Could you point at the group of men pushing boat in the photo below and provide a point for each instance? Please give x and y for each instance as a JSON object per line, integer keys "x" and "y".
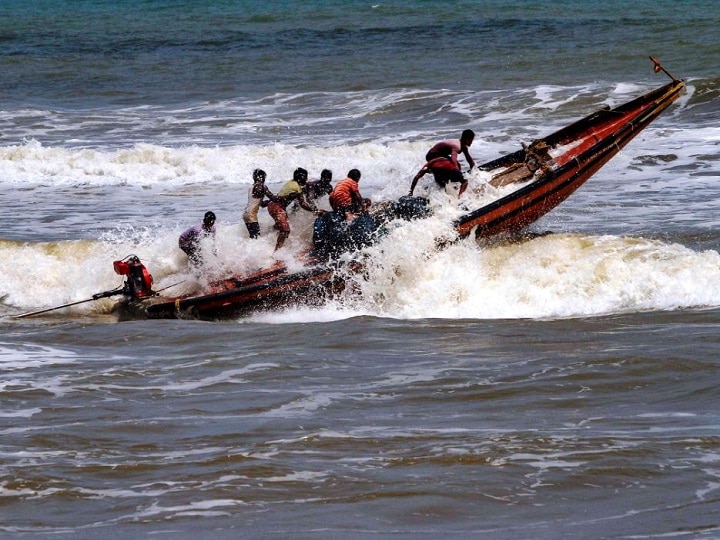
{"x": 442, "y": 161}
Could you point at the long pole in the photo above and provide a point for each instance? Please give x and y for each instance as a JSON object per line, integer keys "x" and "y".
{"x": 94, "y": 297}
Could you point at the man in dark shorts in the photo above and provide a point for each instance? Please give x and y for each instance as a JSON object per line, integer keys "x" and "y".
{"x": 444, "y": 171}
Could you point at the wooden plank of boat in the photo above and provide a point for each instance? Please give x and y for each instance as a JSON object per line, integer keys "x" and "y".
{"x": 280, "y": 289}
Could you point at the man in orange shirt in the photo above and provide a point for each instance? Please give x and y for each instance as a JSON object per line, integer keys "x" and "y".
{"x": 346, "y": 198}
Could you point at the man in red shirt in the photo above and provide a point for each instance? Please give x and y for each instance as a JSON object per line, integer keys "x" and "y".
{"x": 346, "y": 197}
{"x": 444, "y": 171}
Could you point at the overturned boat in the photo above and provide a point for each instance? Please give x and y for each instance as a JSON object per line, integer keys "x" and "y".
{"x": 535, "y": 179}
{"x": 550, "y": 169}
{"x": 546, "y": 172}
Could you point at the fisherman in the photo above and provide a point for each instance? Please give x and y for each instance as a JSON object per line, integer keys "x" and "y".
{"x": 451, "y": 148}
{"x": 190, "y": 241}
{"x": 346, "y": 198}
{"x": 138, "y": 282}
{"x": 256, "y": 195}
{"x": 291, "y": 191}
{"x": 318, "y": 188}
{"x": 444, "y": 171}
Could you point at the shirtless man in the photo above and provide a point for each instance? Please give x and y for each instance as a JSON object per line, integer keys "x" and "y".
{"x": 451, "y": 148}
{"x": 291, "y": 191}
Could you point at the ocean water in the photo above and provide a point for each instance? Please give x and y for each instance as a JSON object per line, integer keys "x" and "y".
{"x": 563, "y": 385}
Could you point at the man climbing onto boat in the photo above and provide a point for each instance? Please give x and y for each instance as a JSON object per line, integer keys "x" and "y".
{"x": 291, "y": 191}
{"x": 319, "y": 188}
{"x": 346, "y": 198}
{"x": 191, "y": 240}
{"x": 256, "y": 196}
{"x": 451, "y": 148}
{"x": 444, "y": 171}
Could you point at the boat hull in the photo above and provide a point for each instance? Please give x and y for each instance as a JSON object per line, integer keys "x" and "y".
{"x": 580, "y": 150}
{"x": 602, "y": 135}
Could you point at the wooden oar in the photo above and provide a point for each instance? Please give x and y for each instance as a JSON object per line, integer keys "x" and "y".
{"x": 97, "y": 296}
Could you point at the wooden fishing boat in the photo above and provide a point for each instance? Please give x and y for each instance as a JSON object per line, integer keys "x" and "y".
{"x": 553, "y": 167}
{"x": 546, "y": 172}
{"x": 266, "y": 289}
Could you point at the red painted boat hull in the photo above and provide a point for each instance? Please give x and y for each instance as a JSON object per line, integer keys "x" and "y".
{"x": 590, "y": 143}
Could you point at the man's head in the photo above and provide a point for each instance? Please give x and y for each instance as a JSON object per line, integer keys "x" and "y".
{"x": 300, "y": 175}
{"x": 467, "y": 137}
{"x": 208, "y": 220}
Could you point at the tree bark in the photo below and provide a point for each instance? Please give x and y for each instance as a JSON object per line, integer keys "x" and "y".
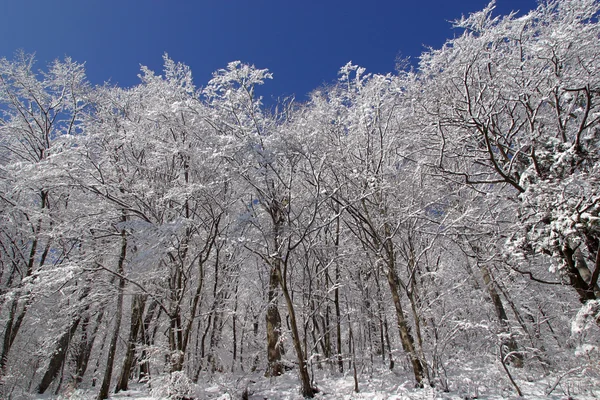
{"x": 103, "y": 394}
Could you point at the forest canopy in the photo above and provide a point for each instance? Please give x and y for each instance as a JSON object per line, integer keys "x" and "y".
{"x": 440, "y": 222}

==

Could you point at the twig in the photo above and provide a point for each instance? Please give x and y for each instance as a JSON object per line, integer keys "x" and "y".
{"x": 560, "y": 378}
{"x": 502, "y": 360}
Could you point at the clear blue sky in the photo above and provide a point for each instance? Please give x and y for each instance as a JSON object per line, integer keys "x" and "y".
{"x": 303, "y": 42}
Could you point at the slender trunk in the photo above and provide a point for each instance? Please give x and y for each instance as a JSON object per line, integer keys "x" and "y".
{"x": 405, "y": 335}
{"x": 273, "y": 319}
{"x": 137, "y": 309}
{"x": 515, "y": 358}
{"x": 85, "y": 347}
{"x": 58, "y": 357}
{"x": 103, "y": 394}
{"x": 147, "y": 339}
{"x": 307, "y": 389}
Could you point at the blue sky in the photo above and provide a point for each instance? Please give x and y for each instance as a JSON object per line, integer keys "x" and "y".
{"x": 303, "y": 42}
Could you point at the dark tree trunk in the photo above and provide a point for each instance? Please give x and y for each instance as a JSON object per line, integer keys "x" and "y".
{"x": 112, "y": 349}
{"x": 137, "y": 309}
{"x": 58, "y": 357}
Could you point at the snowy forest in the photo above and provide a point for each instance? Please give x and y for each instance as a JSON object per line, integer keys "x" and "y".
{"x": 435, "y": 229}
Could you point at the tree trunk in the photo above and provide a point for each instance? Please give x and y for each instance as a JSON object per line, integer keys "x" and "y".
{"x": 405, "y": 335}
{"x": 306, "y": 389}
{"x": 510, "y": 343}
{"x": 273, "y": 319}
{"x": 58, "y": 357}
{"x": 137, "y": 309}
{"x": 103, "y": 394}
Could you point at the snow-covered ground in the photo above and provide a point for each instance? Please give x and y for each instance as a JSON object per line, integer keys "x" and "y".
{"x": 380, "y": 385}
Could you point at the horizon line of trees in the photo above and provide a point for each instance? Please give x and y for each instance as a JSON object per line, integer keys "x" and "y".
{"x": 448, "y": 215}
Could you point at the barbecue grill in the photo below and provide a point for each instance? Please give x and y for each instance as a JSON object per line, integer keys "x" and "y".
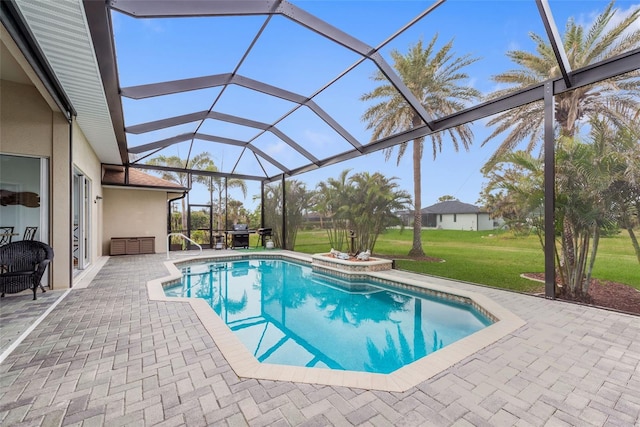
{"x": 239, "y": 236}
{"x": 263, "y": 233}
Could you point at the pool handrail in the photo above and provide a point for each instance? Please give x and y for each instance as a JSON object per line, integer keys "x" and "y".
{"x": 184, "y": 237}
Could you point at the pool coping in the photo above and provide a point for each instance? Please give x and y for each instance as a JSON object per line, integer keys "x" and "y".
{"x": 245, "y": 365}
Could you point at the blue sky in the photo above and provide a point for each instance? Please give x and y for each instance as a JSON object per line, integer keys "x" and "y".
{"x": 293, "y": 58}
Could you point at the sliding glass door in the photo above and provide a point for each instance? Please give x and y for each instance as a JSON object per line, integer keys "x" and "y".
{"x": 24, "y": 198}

* * *

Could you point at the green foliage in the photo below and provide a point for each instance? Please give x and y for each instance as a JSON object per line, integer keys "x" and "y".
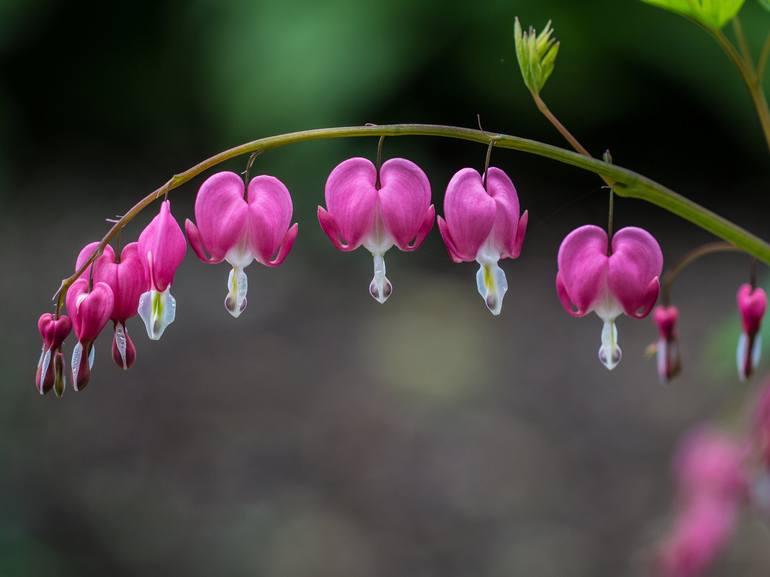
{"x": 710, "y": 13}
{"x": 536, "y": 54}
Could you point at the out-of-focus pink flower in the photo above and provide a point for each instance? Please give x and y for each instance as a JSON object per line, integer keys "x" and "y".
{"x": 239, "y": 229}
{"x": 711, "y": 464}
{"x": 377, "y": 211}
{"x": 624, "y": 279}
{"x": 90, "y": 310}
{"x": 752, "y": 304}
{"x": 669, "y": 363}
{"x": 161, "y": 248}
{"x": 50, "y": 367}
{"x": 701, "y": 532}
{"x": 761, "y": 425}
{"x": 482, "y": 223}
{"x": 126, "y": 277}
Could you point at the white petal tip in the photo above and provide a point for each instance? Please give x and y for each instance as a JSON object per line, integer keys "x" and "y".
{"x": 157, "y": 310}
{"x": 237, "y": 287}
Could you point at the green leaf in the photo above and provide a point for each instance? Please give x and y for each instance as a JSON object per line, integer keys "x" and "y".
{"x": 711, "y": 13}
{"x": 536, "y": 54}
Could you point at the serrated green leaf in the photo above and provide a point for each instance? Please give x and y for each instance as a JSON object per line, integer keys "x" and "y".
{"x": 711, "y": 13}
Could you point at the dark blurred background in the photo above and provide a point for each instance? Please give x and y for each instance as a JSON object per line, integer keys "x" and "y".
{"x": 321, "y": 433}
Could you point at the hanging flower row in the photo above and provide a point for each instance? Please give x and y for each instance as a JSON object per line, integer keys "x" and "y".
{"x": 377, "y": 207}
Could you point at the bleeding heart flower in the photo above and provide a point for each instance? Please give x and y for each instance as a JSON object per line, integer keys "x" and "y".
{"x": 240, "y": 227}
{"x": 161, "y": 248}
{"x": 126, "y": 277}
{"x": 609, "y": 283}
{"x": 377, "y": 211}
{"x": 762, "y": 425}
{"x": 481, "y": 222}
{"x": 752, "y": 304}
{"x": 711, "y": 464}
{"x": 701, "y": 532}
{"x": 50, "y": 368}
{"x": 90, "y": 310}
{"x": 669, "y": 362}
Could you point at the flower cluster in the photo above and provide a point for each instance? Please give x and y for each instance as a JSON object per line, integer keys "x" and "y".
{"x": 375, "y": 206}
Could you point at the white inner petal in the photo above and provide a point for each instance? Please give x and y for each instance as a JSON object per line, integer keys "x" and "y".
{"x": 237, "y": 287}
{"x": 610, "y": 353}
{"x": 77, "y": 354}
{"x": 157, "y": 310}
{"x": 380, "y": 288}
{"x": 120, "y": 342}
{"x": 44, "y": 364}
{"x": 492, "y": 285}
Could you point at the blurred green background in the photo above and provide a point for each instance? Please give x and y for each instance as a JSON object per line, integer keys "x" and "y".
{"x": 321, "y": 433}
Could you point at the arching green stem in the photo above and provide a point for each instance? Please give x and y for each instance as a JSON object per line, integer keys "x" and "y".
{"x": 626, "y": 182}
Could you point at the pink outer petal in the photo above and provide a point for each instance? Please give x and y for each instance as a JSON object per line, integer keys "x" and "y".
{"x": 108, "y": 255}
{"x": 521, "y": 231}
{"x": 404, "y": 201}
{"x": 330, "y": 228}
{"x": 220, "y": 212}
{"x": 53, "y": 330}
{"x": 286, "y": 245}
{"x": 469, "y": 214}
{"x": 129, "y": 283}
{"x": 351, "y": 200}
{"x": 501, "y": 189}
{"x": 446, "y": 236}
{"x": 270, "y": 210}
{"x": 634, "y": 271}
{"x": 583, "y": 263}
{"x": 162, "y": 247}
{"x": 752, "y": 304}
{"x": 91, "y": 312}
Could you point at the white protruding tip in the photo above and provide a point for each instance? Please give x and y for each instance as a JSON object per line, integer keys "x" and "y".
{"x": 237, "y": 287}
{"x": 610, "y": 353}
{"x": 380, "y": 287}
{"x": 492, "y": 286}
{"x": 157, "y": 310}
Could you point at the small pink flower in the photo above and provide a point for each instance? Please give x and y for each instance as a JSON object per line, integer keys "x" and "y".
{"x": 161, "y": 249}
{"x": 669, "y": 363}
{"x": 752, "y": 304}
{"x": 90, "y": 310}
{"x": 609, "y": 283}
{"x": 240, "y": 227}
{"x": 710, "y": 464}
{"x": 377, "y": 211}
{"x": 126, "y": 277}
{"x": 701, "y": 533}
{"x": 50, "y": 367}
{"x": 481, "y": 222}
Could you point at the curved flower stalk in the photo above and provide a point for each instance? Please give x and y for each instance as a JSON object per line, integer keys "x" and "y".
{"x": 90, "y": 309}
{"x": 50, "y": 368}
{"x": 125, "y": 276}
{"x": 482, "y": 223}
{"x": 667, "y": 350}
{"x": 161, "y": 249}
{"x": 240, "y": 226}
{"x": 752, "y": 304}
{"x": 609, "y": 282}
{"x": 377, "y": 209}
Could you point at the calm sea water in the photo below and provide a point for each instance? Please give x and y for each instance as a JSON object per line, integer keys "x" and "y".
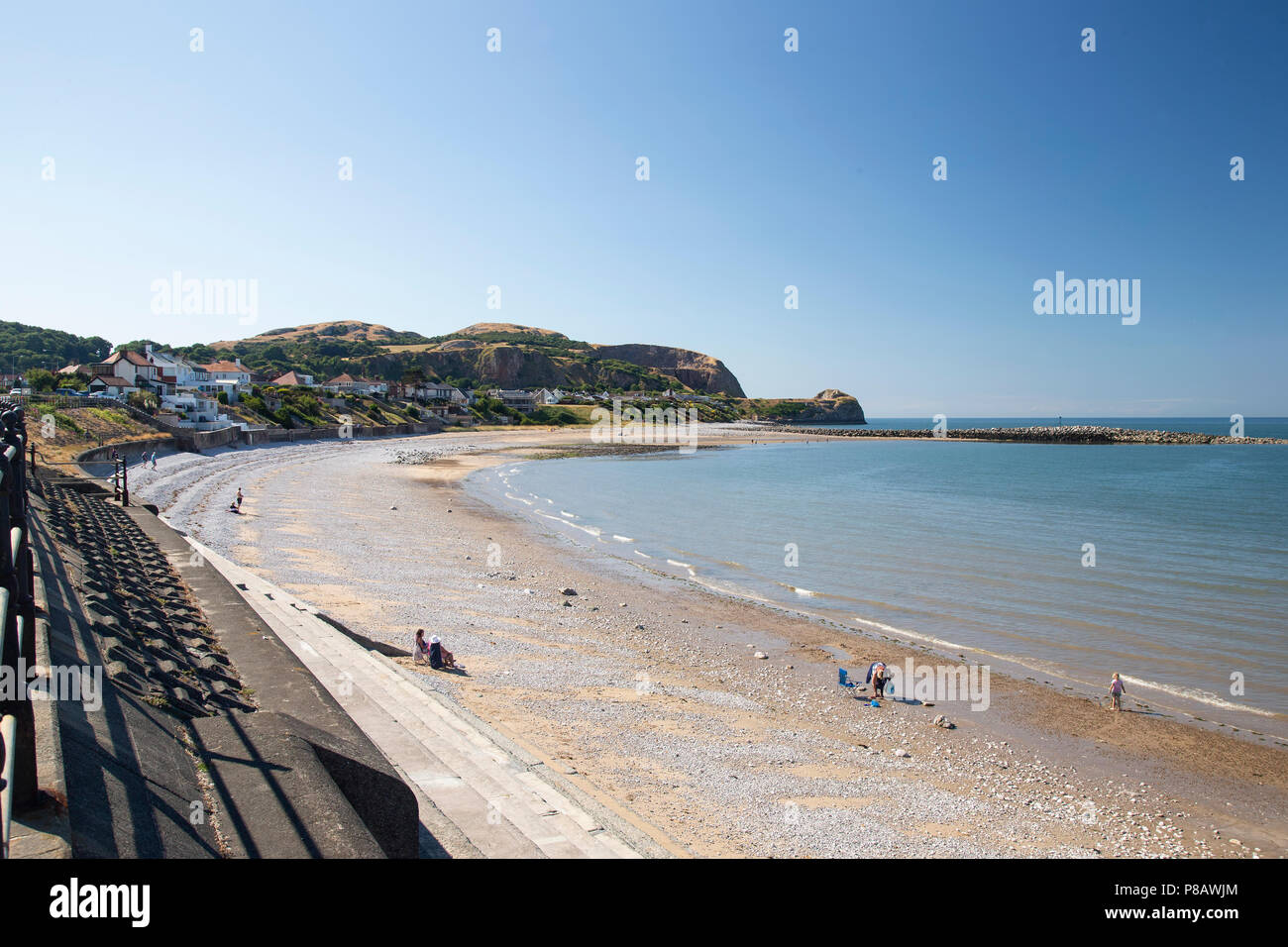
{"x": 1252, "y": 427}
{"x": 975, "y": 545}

| Exercise |
From the items above, return every line that holds the word "leaf".

| In response |
Could you point at the green leaf in the photo above and provide a point for each instance? Please give x and y for each instance as a JSON object per line, integer keys "x" and "y".
Could you point at the serrated green leaf in the photo above and provide a point for each instance? Please give x and y for each instance as a JSON object per line, integer keys "x" and "y".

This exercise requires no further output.